PAGE EXTRACT →
>> BEGIN

Consistent with theorizing (Morsella, 2005; Krisst et al., 2015), the data from Experiment 1B revealed that, when performing action X, people also experience conscious contents about action Y, even though the latter action was not selected for production. In our experiment, set-unrelated thoughts occurred on roughly half of the trials, regardless of whether the set was self-selected or selected externally. Importantly, such set-unrelated thoughts arose even though the experimenter never instructed subjects to have, or to not have, such thoughts.

Experiment 2

Perhaps the involuntary counting that occurred in Experiment 1A arose only because the set to count objects was activated repeatedly by what was mentioned, regarding counting, after each trial. To provide some evidence against this alternative hypothesis, we conducted a single-trial version of Experiment 1A in which counting was not mentioned at all before the single trial. This variant of Experiment 1 would provide further evidence that subjects’ report of involuntary imagery in Experiment 1 stemmed from their knowledge of the actual number of objects presented in the stimulus array.

These data were collected from a different group of subjects (28 San Francisco State University students who participated for course credit). We used the same hardware and software that was used in Experiment 1A. The target stimulus was an array of nonsense stimuli displayed within a visual angle of 13.07° × 15.15° (11 × 13 cm) occupying the center of the screen. Instructions on the computer screen read, “You will be shown an array of objects. Please keep your eyes focused on the center of the screen at all times.” After subjects read the instructions, they moved to the next screen by pressing the return key. The stimulus arrays consisted of either three white nonsense objects (a sum below the subitizing range) or eight white nonsense objects (a sum above the subitizing range). Half of the subjects were presented with the former, and half of the subjects were presented with the latter.

>> END

EXCERPTED DATA →
>> BEGIN

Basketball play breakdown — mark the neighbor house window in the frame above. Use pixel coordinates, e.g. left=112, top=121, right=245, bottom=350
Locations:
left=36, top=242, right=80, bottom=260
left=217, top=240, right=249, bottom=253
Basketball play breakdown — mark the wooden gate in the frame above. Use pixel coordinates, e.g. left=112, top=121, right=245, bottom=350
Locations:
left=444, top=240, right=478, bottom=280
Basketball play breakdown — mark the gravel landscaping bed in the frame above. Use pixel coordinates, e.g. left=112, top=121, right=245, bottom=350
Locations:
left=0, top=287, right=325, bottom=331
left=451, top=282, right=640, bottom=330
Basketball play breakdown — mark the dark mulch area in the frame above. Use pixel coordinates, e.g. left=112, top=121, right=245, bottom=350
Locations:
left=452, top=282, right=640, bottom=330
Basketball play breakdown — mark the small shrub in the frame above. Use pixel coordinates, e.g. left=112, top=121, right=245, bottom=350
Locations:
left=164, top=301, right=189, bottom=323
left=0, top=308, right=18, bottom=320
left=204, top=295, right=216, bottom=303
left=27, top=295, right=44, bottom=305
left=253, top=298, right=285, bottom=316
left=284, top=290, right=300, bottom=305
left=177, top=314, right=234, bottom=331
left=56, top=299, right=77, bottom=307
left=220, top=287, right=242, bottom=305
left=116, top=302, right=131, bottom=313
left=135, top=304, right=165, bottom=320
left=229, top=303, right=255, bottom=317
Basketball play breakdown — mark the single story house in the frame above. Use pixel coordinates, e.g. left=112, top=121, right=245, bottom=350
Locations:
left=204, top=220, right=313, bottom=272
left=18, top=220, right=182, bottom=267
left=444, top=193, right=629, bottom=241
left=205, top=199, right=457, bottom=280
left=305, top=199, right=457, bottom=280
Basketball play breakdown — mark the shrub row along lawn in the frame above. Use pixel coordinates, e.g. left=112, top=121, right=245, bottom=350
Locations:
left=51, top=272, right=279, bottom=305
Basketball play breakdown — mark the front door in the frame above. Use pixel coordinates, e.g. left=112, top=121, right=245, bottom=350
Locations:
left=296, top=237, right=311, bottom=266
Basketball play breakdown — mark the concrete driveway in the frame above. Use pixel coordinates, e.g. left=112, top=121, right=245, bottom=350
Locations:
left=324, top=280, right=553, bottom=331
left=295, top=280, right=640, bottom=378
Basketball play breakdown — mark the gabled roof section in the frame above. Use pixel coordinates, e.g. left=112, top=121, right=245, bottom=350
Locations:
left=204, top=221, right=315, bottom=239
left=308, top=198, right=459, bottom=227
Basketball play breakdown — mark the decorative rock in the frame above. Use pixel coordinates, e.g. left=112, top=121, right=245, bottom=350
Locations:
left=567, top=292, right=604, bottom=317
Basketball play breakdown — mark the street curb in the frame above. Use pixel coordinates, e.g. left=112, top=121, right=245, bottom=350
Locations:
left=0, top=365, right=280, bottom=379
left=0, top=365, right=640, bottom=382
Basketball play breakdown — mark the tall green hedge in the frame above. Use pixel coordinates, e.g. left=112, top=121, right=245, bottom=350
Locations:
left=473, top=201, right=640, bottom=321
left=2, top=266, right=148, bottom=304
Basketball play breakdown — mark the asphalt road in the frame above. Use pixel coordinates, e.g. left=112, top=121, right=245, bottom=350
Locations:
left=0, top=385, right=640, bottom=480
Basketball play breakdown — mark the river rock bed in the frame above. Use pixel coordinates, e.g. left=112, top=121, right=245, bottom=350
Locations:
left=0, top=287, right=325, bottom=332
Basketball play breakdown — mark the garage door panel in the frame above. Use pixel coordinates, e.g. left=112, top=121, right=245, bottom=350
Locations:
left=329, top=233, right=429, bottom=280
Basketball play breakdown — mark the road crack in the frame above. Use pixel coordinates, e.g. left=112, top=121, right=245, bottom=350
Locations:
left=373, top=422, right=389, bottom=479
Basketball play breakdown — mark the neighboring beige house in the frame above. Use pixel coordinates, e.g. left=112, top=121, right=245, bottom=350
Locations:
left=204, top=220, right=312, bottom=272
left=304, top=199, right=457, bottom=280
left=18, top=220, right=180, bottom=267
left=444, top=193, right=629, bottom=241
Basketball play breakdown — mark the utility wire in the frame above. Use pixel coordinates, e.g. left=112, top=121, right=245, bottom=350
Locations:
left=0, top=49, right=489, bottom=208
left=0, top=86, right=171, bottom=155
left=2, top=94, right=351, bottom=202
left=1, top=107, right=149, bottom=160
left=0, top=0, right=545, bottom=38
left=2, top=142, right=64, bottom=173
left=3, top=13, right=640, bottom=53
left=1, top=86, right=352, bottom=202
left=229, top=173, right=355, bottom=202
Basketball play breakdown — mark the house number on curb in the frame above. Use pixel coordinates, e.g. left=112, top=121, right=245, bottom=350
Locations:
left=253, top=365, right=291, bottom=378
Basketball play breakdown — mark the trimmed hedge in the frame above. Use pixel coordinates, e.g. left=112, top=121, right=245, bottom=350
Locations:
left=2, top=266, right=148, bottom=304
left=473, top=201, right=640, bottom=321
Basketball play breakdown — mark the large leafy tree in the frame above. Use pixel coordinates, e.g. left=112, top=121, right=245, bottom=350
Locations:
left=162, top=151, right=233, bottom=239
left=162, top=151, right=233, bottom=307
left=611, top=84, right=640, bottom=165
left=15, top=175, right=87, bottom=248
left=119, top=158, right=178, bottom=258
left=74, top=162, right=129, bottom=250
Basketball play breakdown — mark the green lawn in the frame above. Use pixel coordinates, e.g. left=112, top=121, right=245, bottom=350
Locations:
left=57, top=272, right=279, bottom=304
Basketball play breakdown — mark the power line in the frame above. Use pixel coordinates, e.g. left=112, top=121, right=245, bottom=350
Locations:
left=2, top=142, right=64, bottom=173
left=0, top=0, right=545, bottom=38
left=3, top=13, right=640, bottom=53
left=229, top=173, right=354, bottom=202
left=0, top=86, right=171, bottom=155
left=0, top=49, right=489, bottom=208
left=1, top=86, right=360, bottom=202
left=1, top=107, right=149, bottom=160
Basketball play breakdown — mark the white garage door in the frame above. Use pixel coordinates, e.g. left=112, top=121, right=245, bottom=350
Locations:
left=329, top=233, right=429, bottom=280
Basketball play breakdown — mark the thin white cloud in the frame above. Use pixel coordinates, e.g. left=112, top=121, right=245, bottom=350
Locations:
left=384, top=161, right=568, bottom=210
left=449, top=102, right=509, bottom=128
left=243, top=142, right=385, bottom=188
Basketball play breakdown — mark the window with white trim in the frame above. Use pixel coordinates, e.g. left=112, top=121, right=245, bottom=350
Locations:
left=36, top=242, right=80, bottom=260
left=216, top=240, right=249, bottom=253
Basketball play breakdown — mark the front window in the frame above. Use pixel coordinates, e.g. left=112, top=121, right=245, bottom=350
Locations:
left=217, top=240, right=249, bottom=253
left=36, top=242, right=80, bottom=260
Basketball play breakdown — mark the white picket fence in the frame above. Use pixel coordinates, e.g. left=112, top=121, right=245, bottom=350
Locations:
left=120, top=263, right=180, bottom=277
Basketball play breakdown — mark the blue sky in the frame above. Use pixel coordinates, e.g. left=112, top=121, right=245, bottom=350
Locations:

>> END

Can you repeat the experiment excerpt word for word, starting at "Consistent with theorizing" and ending at "have, such thoughts."? You won't need the data for anything here.

THE RESULT →
Consistent with theorizing (Morsella, 2005; Krisst et al., 2015), the data from Experiment 1B revealed that, when performing action X, people also experience conscious contents about action Y, even though the latter action was not selected for production. In our experiment, set-unrelated thoughts occurred on roughly half of the trials, regardless of whether the set was self-selected or selected externally. Importantly, such set-unrelated thoughts arose even though the experimenter never instructed subjects to have, or to not have, such thoughts.